**HOW TO COMPLETE THIS TASK**.
Carry the ARC DMA patch discussion below onward, picking up right after its final line.

**EXTRACTED TEXT**.
━━━━━━━━━━━━━━━━━━━━━━━━━━━━━━
I presume this has been tested with some stress testing bonie++ etc.

> +void arch_setup_dma_ops(struct device *dev, u64 dma_base, u64 size,
> +			const struct iommu_ops *iommu, bool coherent)
> +{
> +	/*
> +	 * IOC hardware snoops all DMA traffic keeping the caches consistent
> +	 * with memory - eliding need for any explicit cache maintenance of
> +	 * DMA buffers - so we can use dma_direct cache ops.
> +	 */
> +	if (is_isa_arcv2() && ioc_enable && coherent) {
> +		set_dma_ops(dev, &dma_direct_ops);
> +		dev_info(dev, "use dma_direct_ops cache ops\n");
> +	} else {
> +		set_dma_ops(dev, &dma_noncoherent_ops);
> +		dev_info(dev, "use dma_noncoherent_ops cache ops\n");
> +	}
> +}

And further to Christoph's comment, if we decide to skip the branch, please add a
comment that it is already set in generic code etc.

Patch

diff --git a/arch/arc/Kconfig b/arch/arc/Kconfig
index e81bcd271be7..0a2fcd2a8c32 100644
--- a/arch/arc/Kconfig
+++ b/arch/arc/Kconfig
@@ -17,6 +17,7 @@  config ARC
 	select CLONE_BACKWARDS
 	select COMMON_CLK
 	select DMA_NONCOHERENT_OPS
+	select DMA_DIRECT_OPS
 	select DMA_NONCOHERENT_MMAP
 	select GENERIC_ATOMIC64 if !ISA_ARCV2 || !(ARC_HAS_LL64 && ARC_HAS_LLSC)
━━━━━━━━━━━━━━━━━━━━━━━━━━━━━━
(Records from a data source)
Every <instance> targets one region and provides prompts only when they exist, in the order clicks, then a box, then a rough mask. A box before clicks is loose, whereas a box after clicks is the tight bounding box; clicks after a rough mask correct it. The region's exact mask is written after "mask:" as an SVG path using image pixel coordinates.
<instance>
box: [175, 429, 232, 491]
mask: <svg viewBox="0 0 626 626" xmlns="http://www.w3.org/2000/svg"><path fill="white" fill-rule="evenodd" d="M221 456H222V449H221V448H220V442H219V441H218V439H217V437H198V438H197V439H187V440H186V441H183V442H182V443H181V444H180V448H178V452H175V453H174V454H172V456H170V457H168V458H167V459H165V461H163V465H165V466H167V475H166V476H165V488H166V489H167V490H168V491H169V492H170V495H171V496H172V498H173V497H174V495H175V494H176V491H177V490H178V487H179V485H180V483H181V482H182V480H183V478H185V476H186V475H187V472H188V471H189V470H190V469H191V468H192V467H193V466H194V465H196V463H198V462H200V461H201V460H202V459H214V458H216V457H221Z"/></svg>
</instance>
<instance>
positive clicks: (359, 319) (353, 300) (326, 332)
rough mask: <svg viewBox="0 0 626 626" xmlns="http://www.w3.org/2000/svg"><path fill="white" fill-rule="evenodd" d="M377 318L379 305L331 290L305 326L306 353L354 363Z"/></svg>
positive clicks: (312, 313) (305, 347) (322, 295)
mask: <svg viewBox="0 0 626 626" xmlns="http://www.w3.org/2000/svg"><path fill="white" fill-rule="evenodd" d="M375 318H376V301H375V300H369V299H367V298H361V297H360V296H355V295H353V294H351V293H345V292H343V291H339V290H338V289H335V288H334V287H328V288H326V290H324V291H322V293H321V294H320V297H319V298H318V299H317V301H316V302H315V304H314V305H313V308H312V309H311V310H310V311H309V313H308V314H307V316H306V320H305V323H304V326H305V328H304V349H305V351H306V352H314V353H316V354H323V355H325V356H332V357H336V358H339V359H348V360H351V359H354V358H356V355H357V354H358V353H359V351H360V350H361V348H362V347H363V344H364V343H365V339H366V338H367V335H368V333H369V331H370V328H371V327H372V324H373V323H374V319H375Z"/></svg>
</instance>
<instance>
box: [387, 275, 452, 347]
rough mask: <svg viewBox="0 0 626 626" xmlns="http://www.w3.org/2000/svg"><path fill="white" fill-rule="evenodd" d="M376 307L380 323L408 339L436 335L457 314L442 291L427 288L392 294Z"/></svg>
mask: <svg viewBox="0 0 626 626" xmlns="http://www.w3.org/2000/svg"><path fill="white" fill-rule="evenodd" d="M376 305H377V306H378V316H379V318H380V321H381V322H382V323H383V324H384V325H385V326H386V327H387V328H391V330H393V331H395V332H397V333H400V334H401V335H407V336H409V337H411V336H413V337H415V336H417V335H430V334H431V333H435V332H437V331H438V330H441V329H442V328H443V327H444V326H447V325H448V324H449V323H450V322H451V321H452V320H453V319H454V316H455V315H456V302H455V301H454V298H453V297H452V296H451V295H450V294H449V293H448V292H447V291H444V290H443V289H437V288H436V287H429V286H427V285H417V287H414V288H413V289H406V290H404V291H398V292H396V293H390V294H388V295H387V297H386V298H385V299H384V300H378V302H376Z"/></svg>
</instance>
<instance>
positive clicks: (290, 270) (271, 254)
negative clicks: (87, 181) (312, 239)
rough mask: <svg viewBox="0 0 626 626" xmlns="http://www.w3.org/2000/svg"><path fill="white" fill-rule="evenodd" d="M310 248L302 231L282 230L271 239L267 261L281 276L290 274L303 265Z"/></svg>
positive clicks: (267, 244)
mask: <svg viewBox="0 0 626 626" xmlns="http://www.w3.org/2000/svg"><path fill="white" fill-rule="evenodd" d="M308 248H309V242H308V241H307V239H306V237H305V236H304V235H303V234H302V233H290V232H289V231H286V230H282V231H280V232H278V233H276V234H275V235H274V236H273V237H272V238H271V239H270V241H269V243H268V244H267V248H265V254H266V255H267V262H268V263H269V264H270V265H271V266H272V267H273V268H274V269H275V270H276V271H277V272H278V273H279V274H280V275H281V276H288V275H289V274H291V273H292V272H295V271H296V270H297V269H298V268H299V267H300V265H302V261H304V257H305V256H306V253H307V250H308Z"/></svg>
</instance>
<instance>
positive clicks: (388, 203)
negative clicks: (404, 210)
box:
━━━━━━━━━━━━━━━━━━━━━━━━━━━━━━
**OUTPUT BELOW**.
 	select GENERIC_CLOCKEVENTS
diff --git a/arch/arc/boot/dts/hsdk.dts b/arch/arc/boot/dts/hsdk.dts
index 006aa3de5348..ebb686c21393 100644
--- a/arch/arc/boot/dts/hsdk.dts
+++ b/arch/arc/boot/dts/hsdk.dts
@@ -176,6 +176,7 @@ 
 			phy-handle = <&phy0>;
 			resets = <&cgu_rst HSDK_ETH_RESET>;
 			reset-names = "stmmaceth";
+			dma-coherent;
 
 			mdio {
 				#address-cells = <1>;
@@ -194,12 +195,14 @@ 
 			compatible = "snps,hsdk-v1.0-ohci", "generic-ohci";
 			reg = <0x60000 0x100>;
 			interrupts = <15>;
+			dma-coherent;
 		};
 
 		ehci@40000 {
 			compatible = "snps,hsdk-v1.0-ehci", "generic-ehci";
 			reg = <0x40000 0x100>;
 			interrupts = <15>;
+			dma-coherent;
 		};
 
 		mmc@a000 {
@@ -212,6 +215,7 @@ 
 			clock-names = "biu", "ciu";
 			interrupts = <12>;
 			bus-width = <4>;
+			dma-coherent;
 		};
 	};
 
diff --git a/arch/arc/include/asm/dma-mapping.h b/arch/arc/include/asm/dma-mapping.h
new file mode 100644
index 000000000000..c946c0a83e76
--- /dev/null
+++ b/arch/arc/include/asm/dma-mapping.h
@@ -0,0 +1,13 @@ 
+// SPDX-License-Identifier:  GPL-2.0
+// (C) 2018 Synopsys, Inc. (www.synopsys.com)
+
+#ifndef ASM_ARC_DMA_MAPPING_H
+#define ASM_ARC_DMA_MAPPING_H
+
+#include <asm-generic/dma-mapping.h>
+
+void arch_setup_dma_ops(struct device *dev, u64 dma_base, u64 size,
+			const struct iommu_ops *iommu, bool coherent);
+#define arch_setup_dma_ops arch_setup_dma_ops
+
+#endif
diff --git a/arch/arc/mm/cache.c b/arch/arc/mm/cache.c
index 9dbe645ee127..6d3234854461 100644
--- a/arch/arc/mm/cache.c
+++ b/arch/arc/mm/cache.c
@@ -65,7 +65,7 @@  char *arc_cache_mumbojumbo(int c, char *buf, int len)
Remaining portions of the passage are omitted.